- _EXCERPT TO READ_

The hierarchy in the left pane is organized at the highest level by media type (tape or file). Within each media type, the left pane contains an entry for each tape or each file; in either case, Backup identifies the tape or file by the media name you specified during backup. You can expand the outline until you see the drives, folders, and files that you want to restore. Mark these for restore by clicking the check box.
NOTE
A question mark on a folder icon indicates an item for which Backup has not yet read the catalog, or file list, from the backup media. You can force Backup to read the catalog by right-clicking a questionable folder and choosing Catalog from the shortcut menu. If you expand such an icon or mark it for restore without first cataloging its contents, Backup reads the catalog.
The default and recommended choice is not to restore any file that's already on the target disk. But you can opt to have the program restore when the backed-up copy is newer than the existing copy. Or you can have the program always restore. What you can't do is ask for a yes/no prompt every time the question arises. If you want some files always to be overwritten and some files never to be overwritten, you'll need to perform separate restore operations for each category of file. Click OK to close the Options dialog box.

- _SHORT EXERCISE_
Reproduce the passage on restoring files from backup media in full, word for word.

- _Excerpt from a data file_
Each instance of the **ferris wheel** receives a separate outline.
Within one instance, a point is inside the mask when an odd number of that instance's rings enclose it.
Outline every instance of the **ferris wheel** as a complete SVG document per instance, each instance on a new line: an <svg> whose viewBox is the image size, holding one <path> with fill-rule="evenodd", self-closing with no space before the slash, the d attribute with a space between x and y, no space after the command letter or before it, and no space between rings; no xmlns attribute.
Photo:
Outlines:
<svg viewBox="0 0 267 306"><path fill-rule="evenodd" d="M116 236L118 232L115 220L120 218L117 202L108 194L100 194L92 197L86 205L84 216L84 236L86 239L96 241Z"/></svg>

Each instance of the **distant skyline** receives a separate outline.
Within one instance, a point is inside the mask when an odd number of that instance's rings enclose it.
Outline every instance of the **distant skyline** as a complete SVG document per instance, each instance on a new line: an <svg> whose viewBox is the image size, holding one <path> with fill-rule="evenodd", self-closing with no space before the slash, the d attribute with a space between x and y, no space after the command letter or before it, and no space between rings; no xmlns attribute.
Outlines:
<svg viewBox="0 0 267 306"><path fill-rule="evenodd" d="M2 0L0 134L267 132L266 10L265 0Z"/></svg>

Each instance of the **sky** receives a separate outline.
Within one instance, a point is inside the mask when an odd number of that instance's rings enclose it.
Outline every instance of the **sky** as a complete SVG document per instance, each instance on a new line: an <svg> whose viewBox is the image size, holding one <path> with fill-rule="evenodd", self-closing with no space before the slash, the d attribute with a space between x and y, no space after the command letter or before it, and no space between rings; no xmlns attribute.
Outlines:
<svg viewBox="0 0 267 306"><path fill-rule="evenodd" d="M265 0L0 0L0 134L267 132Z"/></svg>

- _OUTPUT FOR THIS EXERCISE_
The hierarchy in the left pane is organized at the highest level by media type (tape or file). Within each media type, the left pane contains an entry for each tape or each file; in either case, Backup identifies the tape or file by the media name you specified during backup. You can expand the outline until you see the drives, folders, and files that you want to restore. Mark these for restore by clicking the check box.
NOTE
A question mark on a folder icon indicates an item for which Backup has not yet read the catalog, or file list, from the backup media. You can force Backup to read the catalog by right-clicking a questionable folder and choosing Catalog from the shortcut menu. If you expand such an icon or mark it for restore without first cataloging its contents, Backup reads the catalog.
The default and recommended choice is not to restore any file that's already on the target disk. But you can opt to have the program restore when the backed-up copy is newer than the existing copy. Or you can have the program always restore. What you can't do is ask for a yes/no prompt every time the question arises. If you want some files always to be overwritten and some files never to be overwritten, you'll need to perform separate restore operations for each category of file. Click OK to close the Options dialog box.